GIVEN REQUEST: Could you convert the records below into a Markdown table with a Row column for the row number and a Line column for each line, skipping any blank lines?

::::::::

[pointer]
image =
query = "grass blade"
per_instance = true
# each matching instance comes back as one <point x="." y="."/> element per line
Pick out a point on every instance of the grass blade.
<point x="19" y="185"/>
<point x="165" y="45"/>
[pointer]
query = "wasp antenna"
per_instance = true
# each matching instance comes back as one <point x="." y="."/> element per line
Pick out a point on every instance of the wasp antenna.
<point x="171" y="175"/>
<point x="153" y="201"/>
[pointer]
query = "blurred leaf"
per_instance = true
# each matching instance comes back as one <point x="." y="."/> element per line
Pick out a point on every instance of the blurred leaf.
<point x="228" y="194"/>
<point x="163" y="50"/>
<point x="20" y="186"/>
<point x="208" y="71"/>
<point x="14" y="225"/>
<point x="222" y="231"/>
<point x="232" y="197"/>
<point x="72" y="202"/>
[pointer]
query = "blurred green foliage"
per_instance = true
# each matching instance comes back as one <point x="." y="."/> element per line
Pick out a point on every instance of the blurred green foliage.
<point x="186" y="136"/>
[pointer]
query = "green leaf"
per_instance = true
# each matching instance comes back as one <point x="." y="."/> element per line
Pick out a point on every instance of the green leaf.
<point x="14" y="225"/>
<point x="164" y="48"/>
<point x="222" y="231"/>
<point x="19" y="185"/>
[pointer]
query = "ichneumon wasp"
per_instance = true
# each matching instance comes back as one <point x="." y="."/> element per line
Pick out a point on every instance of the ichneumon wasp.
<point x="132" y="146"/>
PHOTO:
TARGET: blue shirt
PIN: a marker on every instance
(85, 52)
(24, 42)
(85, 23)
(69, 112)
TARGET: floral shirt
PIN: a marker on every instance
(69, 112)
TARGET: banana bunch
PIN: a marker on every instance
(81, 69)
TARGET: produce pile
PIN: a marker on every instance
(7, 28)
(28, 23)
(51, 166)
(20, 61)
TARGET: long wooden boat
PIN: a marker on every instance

::::::::

THE RESULT:
| Row | Line |
|---|---|
| 1 | [pointer] |
| 2 | image = |
| 3 | query = "grass blade" |
| 4 | per_instance = true |
| 5 | # each matching instance comes back as one <point x="." y="."/> element per line |
| 6 | Pick out a point on every instance of the grass blade. |
| 7 | <point x="19" y="185"/> |
| 8 | <point x="165" y="45"/> |
| 9 | [pointer] |
| 10 | query = "wasp antenna" |
| 11 | per_instance = true |
| 12 | # each matching instance comes back as one <point x="." y="."/> element per line |
| 13 | Pick out a point on every instance of the wasp antenna. |
| 14 | <point x="171" y="175"/> |
| 15 | <point x="153" y="201"/> |
| 16 | [pointer] |
| 17 | query = "blurred leaf" |
| 18 | per_instance = true |
| 19 | # each matching instance comes back as one <point x="." y="."/> element per line |
| 20 | Pick out a point on every instance of the blurred leaf. |
| 21 | <point x="228" y="194"/> |
| 22 | <point x="163" y="50"/> |
| 23 | <point x="20" y="186"/> |
| 24 | <point x="208" y="71"/> |
| 25 | <point x="14" y="225"/> |
| 26 | <point x="222" y="231"/> |
| 27 | <point x="232" y="197"/> |
| 28 | <point x="72" y="202"/> |
| 29 | [pointer] |
| 30 | query = "blurred green foliage" |
| 31 | per_instance = true |
| 32 | # each matching instance comes back as one <point x="." y="."/> element per line |
| 33 | Pick out a point on every instance of the blurred green foliage. |
| 34 | <point x="186" y="136"/> |
| 35 | [pointer] |
| 36 | query = "green leaf" |
| 37 | per_instance = true |
| 38 | # each matching instance comes back as one <point x="." y="."/> element per line |
| 39 | Pick out a point on every instance of the green leaf. |
| 40 | <point x="14" y="225"/> |
| 41 | <point x="164" y="48"/> |
| 42 | <point x="222" y="231"/> |
| 43 | <point x="19" y="185"/> |
| 44 | [pointer] |
| 45 | query = "ichneumon wasp" |
| 46 | per_instance = true |
| 47 | # each matching instance comes back as one <point x="." y="."/> element per line |
| 48 | Pick out a point on every instance of the ichneumon wasp. |
| 49 | <point x="132" y="146"/> |
| 50 | PHOTO: |
| 51 | TARGET: blue shirt |
| 52 | PIN: a marker on every instance |
| 53 | (85, 52) |
| 54 | (24, 42) |
| 55 | (85, 23) |
| 56 | (69, 112) |
| 57 | TARGET: floral shirt |
| 58 | PIN: a marker on every instance |
| 59 | (69, 112) |
| 60 | TARGET: banana bunch |
| 61 | PIN: a marker on every instance |
| 62 | (81, 69) |
| 63 | TARGET: produce pile |
| 64 | PIN: a marker on every instance |
| 65 | (7, 28) |
| 66 | (28, 23) |
| 67 | (51, 166) |
| 68 | (20, 61) |
| 69 | TARGET: long wooden boat |
| 70 | PIN: a marker on every instance |